━━━ DATA RECORDS ━━━

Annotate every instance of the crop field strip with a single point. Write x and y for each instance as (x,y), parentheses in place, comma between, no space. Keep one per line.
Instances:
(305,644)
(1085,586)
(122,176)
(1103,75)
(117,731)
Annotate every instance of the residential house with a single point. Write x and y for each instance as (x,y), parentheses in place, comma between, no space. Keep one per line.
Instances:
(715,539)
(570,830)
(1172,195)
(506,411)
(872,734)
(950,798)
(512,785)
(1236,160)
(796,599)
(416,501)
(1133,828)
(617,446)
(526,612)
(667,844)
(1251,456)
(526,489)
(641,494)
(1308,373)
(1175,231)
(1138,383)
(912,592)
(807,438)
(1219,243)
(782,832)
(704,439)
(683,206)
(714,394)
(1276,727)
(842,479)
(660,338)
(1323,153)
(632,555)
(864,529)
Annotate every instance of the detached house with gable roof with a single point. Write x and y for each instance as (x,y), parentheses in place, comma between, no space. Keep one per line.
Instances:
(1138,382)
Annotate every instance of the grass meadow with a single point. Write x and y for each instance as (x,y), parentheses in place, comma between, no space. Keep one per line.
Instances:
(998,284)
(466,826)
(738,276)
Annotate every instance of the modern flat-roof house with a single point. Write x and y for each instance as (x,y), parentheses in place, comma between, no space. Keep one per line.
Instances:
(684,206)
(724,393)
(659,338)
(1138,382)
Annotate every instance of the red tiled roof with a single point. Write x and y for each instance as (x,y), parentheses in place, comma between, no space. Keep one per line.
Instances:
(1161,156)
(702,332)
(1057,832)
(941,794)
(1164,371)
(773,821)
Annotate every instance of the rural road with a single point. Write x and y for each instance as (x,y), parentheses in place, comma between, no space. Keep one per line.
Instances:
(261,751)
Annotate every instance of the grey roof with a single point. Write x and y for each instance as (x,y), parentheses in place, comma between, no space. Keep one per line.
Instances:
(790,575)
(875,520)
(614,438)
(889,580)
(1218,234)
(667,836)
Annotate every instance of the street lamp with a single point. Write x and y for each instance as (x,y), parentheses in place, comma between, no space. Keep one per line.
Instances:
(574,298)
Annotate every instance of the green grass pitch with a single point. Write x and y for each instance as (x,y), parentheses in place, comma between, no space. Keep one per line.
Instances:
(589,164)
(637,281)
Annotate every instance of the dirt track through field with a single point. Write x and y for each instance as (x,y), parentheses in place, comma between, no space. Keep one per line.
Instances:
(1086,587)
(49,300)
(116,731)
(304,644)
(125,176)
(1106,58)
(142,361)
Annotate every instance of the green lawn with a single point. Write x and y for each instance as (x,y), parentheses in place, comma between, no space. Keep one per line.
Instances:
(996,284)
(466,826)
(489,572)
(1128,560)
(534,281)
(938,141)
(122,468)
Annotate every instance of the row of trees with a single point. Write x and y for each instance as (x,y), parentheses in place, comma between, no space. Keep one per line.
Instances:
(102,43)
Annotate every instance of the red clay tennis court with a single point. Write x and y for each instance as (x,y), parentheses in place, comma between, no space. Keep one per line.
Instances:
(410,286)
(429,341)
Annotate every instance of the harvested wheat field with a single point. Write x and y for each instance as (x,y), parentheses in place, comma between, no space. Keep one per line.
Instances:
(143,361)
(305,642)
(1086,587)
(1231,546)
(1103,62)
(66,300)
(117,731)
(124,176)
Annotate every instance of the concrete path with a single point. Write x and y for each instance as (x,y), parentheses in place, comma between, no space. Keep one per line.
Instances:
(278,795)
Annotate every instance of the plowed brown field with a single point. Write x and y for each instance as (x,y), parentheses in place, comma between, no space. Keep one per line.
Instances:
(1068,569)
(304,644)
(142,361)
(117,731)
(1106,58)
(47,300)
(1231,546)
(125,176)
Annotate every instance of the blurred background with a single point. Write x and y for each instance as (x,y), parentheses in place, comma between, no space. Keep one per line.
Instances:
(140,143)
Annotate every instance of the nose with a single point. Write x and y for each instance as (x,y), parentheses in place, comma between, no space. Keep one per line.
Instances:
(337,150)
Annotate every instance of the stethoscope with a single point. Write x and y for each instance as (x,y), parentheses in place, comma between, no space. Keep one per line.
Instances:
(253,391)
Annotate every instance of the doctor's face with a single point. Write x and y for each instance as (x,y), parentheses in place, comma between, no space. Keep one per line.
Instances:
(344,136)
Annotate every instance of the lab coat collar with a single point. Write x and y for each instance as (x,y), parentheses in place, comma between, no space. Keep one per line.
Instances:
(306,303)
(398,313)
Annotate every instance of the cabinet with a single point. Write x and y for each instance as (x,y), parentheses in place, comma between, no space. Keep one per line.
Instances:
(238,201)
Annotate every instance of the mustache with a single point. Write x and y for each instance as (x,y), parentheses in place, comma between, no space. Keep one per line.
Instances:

━━━

YOUR GOAL =>
Copy every one of the records above verbatim, line by line, with no changes.

ANSWER FOR THE TASK =>
Annotate every instance of the crop field strip with a single point. Write x and y for each instance as (x,y), parentheses in place, comma between, no space. Keep one per line.
Instances:
(305,644)
(1085,586)
(122,176)
(1103,75)
(117,731)
Annotate every instance of the residential house with a single point. Write x and y for each instance as (x,y), parentheses in place, comma between, no space. Keep one per line.
Instances:
(715,539)
(570,830)
(1172,195)
(506,411)
(872,734)
(950,798)
(512,785)
(1236,160)
(796,599)
(416,501)
(1133,828)
(617,446)
(526,612)
(667,844)
(1251,456)
(526,489)
(641,494)
(1308,373)
(1175,231)
(1138,383)
(912,592)
(807,438)
(1219,243)
(782,832)
(704,439)
(683,206)
(714,394)
(1276,727)
(842,479)
(660,338)
(1323,153)
(632,555)
(864,529)
Annotate every instance of the detached house with gable roof with a single point. Write x and y for each instance as (x,y), parentheses in place, comma between, no space. Keep one per line.
Instances:
(1138,382)
Annotate every instance of the grass meadow with a single point. Write x and y for each instance as (x,y), parentheses in place, comma between, no space. Keep one per line.
Instances:
(998,284)
(466,826)
(738,276)
Annotate every instance of the modern flat-roof house with a single point. Write x and y for each instance as (x,y), parentheses in place, comma between, no space. Keep one per line.
Instances:
(684,206)
(724,393)
(659,338)
(1138,382)
Annotate every instance of the red tiled roof with a single point. Write x and y for each instance as (x,y), parentheses in place, comma between, no space. Keep one per line.
Instances:
(1161,156)
(702,332)
(1057,832)
(941,794)
(1164,371)
(773,821)
Annotate every instance of the rural road with a single point. Write x and y for each instance as (x,y), parentheses in place, comma between, no space. Keep one per line.
Instances:
(261,751)
Annotate every instance of the grey roof with a single point. Write x and y for each instance as (x,y), parentheses in place, comma between, no space. Keep one per line.
Instances:
(790,575)
(875,520)
(614,438)
(889,580)
(1218,234)
(667,836)
Annotate every instance of the street lamp with a single point. Write x and y for each instance as (x,y), parentheses in place, comma between, no space. Keep one per line.
Instances:
(574,298)
Annotate every instance of the green grass pitch with a single point. Write x and y for each instance as (x,y), parentheses in place, comma between, no space. Keep one per line.
Instances:
(589,164)
(637,281)
Annotate every instance of the dirt track through field with a single point. Write x and y for each instance as (x,y), parentheses in place, comma between, no space. Keep one per line.
Instances:
(1086,587)
(49,300)
(116,731)
(304,644)
(125,176)
(1106,58)
(142,361)
Annotate every instance of the green lawn with a single point. Write x and y for each instance as (x,y), parentheses in place, comma between, no space. Keep one per line.
Instances:
(996,284)
(466,826)
(489,572)
(1128,560)
(534,281)
(938,141)
(122,468)
Annotate every instance of the row of trees with a single point. Write x and y for each instance as (x,y), parentheses in place, comma between, no space. Keep one per line.
Instances:
(102,43)
Annotate every instance of the red clay tennis court with a single point. Write x and y for each instance as (x,y), parentheses in place, comma between, no space. Keep one per line.
Instances:
(410,286)
(429,341)
Annotate every instance of the harvested wheat field with a single point. Write x and y for each instance as (x,y), parentheses in place, comma between, no space. Keep one per line.
Instances:
(143,361)
(305,642)
(1086,587)
(1231,546)
(1103,62)
(66,300)
(117,731)
(124,176)
Annotate every instance of the concrete path with a single point. Write x and y for each instance as (x,y), parentheses in place, comma between, no space. Keep one per line.
Instances:
(278,795)
Annotate every instance of the plowed brown field with a single point. Write x and y for each instance as (x,y), parentheses in place, comma between, no space. Keep one per line.
Instances:
(1068,569)
(304,644)
(142,361)
(117,731)
(1106,58)
(47,300)
(1231,546)
(125,176)
Annotate every instance of the blurred background with a single point. Write x and y for each instance as (x,y), parentheses in place, comma between, no space. Keep one per line.
Instances:
(140,143)
Annotate every instance of the nose with a single point. Write x and y for each instance as (x,y), parentheses in place, comma between, no space. Keep one per line.
Instances:
(337,150)
Annotate every instance of the stethoscope with a single point. Write x and y for each instance as (x,y), parentheses in place, comma between, no space. Keep one per line.
Instances:
(253,391)
Annotate every instance of the doctor's face with a single point. Write x and y for each instance as (x,y), parentheses in place, comma between, no space. Keep one per line.
Instances:
(344,136)
Annotate every instance of the lab coat collar with a single point. Write x and y for each instance as (x,y), parentheses in place, comma between, no space. Keep one per line.
Instances:
(306,303)
(398,313)
Annotate every instance of the cabinet with a single point. Write x and y for each instance as (x,y), parentheses in place, comma between, no space. Keep one per line.
Instances:
(238,201)
Annotate every instance of the mustache with a single point. Write x and y for each instance as (x,y), parentheses in place, comma between, no space. Keep one per line.
Instances:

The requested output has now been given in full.